TEKSTGEDEELTE =>
============================================================

5. De beoordeling van het geschil
Met betrekking tot de door appellante aangevoerde grond, inhoudende dat de aanvrager van de vergunning in het verleden niet heeft voldaan aan de regels inzake het wegvervoer, meer bepaald aan de voorwaarden en vereisten betreffende de vergunningen voor internationaal personenvervoer over de weg, moet geconcludeerd worden dat niet is gebleken dat de aanvrager van de vergunning deze regels heeft overtreden door zonder vergunning dit vervoer te verrichten. Verweerder was niet gehouden om in het feit dat C als aanvrager van een vergunning Concordia Reizen heeft overgenomen, welke onderneming volgens appellante in het verleden ongeoorloofd vervoer zou hebben verricht, aanleiding te vinden om het vroegere handelen van Concordia Reizen aan C toe te rekenen. Deze beroepsgrond treft derhalve geen doel.

============================================================

INVOERGEGEVENS =>
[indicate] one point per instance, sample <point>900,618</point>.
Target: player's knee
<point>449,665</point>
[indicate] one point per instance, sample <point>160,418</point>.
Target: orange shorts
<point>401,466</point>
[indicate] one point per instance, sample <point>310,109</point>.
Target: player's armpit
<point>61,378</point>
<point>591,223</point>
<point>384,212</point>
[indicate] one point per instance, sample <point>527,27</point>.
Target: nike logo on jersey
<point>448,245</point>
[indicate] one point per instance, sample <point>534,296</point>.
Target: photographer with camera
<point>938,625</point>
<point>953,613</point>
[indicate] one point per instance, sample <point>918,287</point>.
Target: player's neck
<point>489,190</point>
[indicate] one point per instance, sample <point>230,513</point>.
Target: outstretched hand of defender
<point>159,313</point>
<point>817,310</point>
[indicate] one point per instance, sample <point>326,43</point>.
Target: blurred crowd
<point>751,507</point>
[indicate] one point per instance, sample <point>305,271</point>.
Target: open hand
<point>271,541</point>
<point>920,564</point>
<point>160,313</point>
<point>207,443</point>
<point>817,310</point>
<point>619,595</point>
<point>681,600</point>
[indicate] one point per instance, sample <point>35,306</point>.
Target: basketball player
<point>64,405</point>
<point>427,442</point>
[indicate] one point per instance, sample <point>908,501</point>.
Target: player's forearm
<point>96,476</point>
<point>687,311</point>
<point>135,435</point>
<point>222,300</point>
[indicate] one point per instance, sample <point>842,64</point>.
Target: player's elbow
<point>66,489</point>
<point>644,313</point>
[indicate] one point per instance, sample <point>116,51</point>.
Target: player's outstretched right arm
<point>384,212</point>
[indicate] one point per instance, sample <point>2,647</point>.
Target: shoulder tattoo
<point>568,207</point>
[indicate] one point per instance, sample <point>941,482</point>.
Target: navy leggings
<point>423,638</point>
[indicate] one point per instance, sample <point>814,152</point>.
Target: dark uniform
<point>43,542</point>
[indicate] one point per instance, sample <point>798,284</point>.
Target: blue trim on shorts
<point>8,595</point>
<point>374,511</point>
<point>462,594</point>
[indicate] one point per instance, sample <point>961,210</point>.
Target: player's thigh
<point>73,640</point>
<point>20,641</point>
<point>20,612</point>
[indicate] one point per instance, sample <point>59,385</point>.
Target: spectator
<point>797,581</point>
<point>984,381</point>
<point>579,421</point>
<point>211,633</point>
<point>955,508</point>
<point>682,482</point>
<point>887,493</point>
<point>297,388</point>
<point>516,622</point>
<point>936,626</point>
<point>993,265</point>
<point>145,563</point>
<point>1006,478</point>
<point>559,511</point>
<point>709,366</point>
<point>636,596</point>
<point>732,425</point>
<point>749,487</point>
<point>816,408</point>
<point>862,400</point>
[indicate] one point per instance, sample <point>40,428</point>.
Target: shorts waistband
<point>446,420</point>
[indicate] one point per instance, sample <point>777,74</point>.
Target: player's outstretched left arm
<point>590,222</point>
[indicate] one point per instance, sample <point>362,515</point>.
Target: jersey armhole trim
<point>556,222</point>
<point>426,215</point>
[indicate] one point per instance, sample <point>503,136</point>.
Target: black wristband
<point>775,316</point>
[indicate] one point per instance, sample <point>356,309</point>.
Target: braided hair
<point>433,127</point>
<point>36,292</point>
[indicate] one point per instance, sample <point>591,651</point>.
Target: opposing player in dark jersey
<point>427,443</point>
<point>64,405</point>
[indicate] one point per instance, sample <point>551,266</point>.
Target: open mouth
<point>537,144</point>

============================================================

OPDRACHT 1 =>
Typ uit het tekstgedeelte het stuk van "5. De beoordeling" tot en met "derhalve geen doel." letterlijk over.
OPDRACHT 2 =>
Beantwoord alstublieft de volgende vragen aan de hand van het tekstgedeelte.
(a) Welke onderneming heeft C als aanvrager van een vergunning overgenomen?
(b) Op welk soort vervoer hadden de vergunningen betrekking waarvan de voorwaarden en vereisten in de grond van appellante worden genoemd?
(c) Treft de besproken beroepsgrond doel?

ANTWOORDVAK 1 =>
5. De beoordeling van het geschil
Met betrekking tot de door appellante aangevoerde grond, inhoudende dat de aanvrager van de vergunning in het verleden niet heeft voldaan aan de regels inzake het wegvervoer, meer bepaald aan de voorwaarden en vereisten betreffende de vergunningen voor internationaal personenvervoer over de weg, moet geconcludeerd worden dat niet is gebleken dat de aanvrager van de vergunning deze regels heeft overtreden door zonder vergunning dit vervoer te verrichten. Verweerder was niet gehouden om in het feit dat C als aanvrager van een vergunning Concordia Reizen heeft overgenomen, welke onderneming volgens appellante in het verleden ongeoorloofd vervoer zou hebben verricht, aanleiding te vinden om het vroegere handelen van Concordia Reizen aan C toe te rekenen. Deze beroepsgrond treft derhalve geen doel.

ANTWOORDVAK 2 =>
(a) Concordia Reizen.
(b) Internationaal personenvervoer over de weg.
(c) Nee, de beroepsgrond treft geen doel.